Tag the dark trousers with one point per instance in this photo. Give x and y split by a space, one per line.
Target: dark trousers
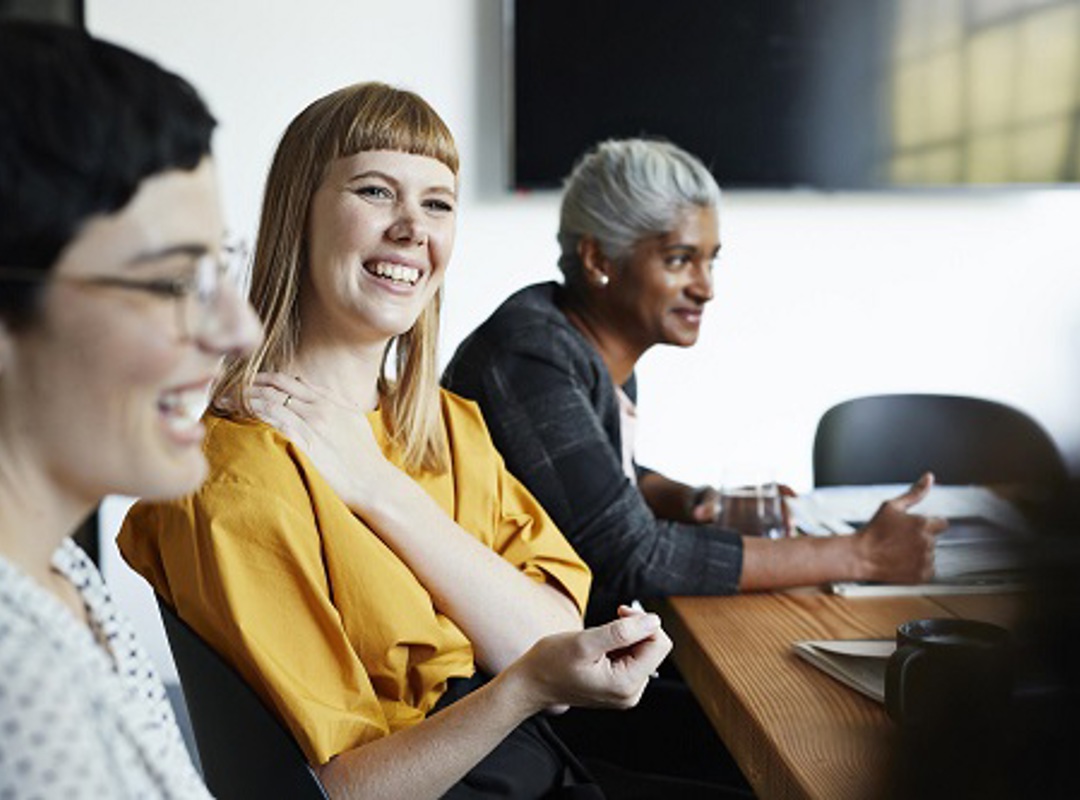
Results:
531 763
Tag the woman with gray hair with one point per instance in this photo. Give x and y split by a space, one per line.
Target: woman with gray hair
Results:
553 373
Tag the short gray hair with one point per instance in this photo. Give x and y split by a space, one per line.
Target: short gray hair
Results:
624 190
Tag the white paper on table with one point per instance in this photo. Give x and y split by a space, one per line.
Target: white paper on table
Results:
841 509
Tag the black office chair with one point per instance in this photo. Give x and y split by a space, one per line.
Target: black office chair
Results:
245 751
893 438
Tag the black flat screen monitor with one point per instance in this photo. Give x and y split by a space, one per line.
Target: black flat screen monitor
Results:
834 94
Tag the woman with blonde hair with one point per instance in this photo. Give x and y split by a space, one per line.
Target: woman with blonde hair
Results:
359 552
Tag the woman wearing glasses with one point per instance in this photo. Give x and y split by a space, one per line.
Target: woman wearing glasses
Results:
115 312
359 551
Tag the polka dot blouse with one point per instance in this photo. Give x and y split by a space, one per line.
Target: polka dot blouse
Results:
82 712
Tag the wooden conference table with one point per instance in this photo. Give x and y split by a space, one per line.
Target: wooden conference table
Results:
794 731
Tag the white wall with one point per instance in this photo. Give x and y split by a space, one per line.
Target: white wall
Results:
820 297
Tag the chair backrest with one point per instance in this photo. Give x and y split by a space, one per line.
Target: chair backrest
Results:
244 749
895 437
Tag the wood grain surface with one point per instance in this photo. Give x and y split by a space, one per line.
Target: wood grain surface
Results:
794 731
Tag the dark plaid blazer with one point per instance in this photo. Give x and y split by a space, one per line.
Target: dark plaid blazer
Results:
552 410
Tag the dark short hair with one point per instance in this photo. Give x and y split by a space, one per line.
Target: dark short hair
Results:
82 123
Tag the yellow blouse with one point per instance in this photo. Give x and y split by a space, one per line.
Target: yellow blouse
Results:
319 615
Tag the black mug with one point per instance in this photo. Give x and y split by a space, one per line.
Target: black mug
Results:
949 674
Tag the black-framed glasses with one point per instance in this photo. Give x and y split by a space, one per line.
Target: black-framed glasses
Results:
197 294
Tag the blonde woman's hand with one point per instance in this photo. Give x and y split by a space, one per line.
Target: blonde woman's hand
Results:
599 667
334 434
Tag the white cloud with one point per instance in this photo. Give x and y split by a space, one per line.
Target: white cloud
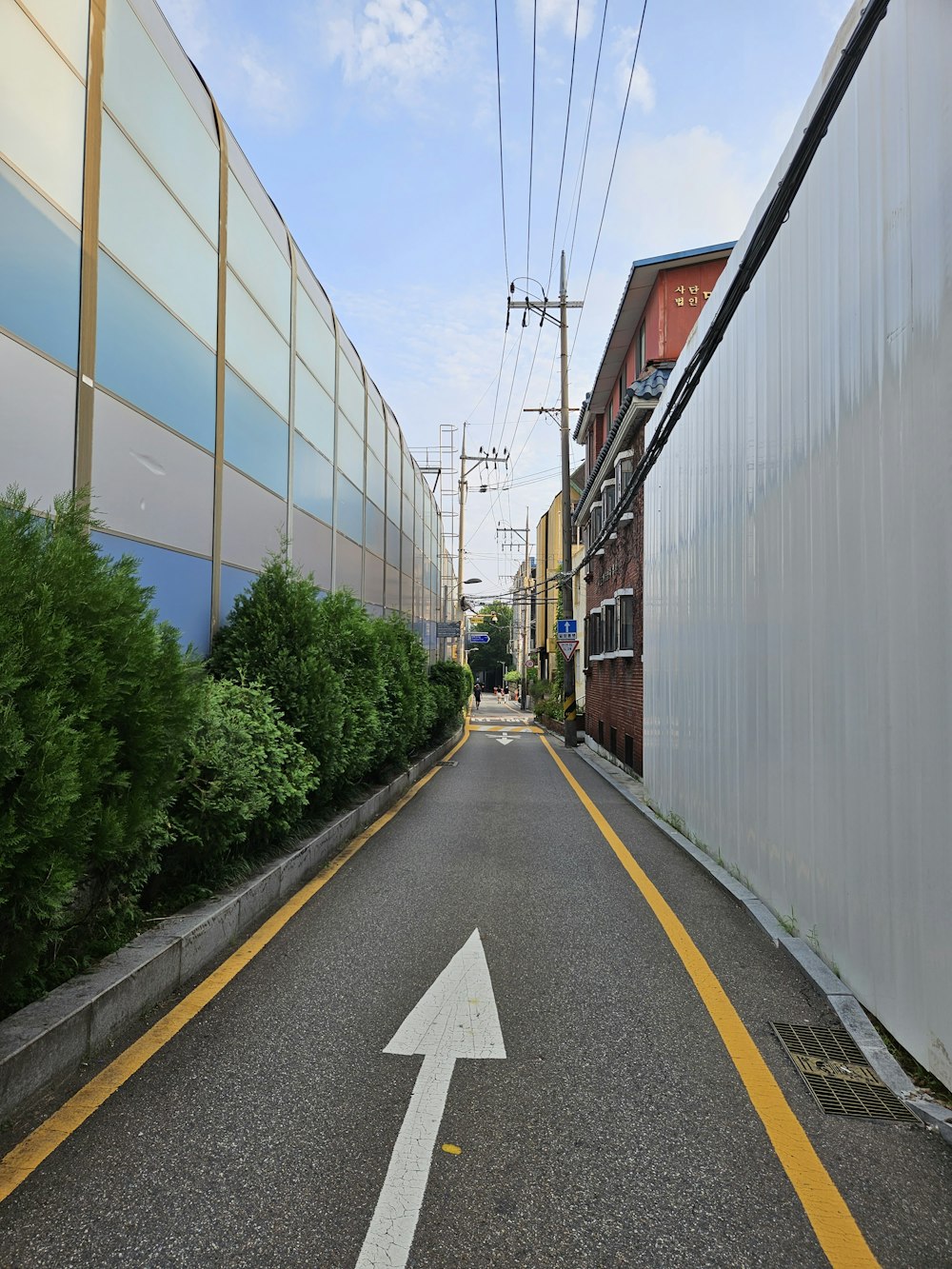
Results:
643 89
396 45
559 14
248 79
··········
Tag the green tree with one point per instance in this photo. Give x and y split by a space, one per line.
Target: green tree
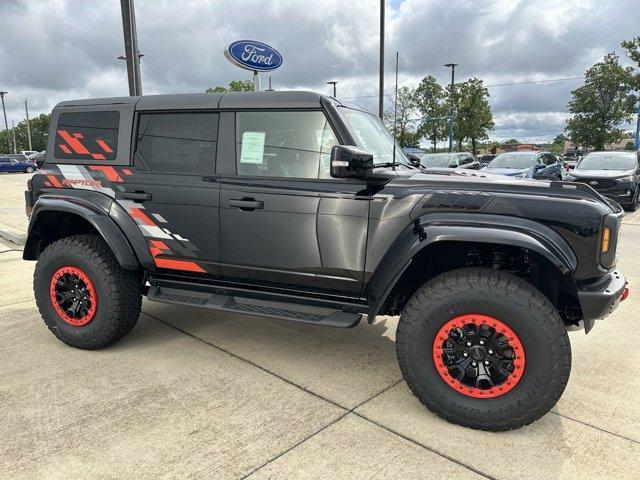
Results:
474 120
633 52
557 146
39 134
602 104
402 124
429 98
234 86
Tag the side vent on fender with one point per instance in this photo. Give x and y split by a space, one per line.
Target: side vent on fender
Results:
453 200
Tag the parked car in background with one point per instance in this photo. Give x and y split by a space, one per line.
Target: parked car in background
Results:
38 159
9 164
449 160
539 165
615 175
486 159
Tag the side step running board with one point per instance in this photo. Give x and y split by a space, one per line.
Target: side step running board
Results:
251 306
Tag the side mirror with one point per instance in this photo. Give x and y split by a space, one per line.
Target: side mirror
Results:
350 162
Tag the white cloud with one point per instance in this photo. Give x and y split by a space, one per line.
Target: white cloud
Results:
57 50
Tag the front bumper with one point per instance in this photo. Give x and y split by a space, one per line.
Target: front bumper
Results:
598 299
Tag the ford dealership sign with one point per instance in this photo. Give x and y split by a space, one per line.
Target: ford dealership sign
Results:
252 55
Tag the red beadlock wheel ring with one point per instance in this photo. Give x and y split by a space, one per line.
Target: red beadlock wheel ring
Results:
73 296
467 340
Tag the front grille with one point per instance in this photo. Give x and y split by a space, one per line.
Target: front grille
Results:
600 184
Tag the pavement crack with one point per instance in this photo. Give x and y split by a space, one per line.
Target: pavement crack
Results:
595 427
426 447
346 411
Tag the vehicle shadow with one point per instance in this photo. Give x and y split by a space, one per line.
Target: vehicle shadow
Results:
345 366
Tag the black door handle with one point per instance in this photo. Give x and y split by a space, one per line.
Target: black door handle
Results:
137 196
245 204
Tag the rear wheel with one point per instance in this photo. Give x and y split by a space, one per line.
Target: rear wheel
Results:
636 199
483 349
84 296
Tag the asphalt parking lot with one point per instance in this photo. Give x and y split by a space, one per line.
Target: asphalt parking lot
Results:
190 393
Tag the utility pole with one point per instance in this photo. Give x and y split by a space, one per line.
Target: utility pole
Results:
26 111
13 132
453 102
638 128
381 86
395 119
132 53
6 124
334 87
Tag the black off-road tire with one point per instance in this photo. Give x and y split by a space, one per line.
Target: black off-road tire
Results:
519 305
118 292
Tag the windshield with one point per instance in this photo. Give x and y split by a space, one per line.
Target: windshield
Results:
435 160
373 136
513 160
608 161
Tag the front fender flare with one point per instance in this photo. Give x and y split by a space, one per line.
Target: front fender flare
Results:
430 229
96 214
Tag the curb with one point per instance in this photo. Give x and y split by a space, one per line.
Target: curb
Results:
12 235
··········
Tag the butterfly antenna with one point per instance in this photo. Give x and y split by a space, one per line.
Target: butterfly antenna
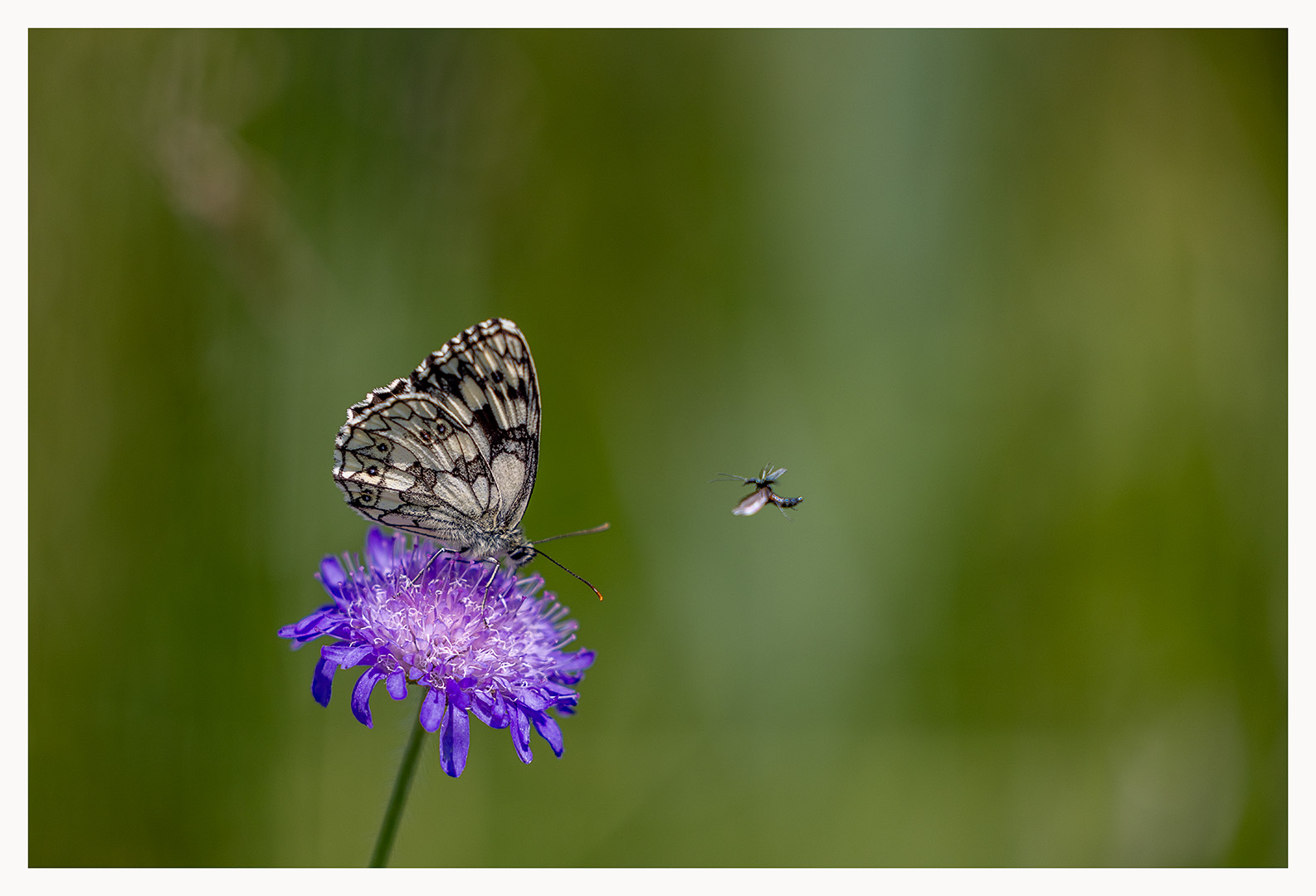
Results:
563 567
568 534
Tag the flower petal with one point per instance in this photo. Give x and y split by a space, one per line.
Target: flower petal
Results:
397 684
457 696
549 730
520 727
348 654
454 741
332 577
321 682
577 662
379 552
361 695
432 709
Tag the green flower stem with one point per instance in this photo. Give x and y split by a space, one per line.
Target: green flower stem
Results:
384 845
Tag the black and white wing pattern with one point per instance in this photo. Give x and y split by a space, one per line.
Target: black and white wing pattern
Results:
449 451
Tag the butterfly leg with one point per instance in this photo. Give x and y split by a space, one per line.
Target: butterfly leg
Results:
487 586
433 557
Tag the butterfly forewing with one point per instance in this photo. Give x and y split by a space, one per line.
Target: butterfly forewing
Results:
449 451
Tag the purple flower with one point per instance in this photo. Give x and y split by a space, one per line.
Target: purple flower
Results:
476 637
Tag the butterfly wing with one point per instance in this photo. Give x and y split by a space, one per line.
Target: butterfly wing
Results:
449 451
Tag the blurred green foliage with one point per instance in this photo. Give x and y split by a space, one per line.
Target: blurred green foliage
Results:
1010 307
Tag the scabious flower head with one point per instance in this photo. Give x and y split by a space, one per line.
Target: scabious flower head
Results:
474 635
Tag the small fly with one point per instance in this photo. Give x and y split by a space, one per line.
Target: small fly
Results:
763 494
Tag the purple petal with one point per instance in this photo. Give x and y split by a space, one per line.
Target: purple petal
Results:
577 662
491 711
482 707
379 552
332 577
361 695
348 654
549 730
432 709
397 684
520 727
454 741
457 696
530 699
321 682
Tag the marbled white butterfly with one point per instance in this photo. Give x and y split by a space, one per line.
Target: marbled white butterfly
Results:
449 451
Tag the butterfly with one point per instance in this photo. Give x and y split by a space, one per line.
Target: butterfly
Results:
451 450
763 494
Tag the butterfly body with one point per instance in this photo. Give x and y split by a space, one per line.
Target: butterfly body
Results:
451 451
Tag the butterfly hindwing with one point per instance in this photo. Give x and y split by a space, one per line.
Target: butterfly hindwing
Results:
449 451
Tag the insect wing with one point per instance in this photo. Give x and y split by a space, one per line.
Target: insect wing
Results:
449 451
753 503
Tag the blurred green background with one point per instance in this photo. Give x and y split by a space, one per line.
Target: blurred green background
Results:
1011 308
··········
- _DIRECTIONS_
Find each line in the records above that contains the word "monitor", treating uppercase and lowercase as distinct, and copy those lines.

- _EXERCISE ANSWER_
Tag the black flat screen monitor with one point per instance in this photo. Give x and y split by a space, one per line.
Target: black flat screen monitor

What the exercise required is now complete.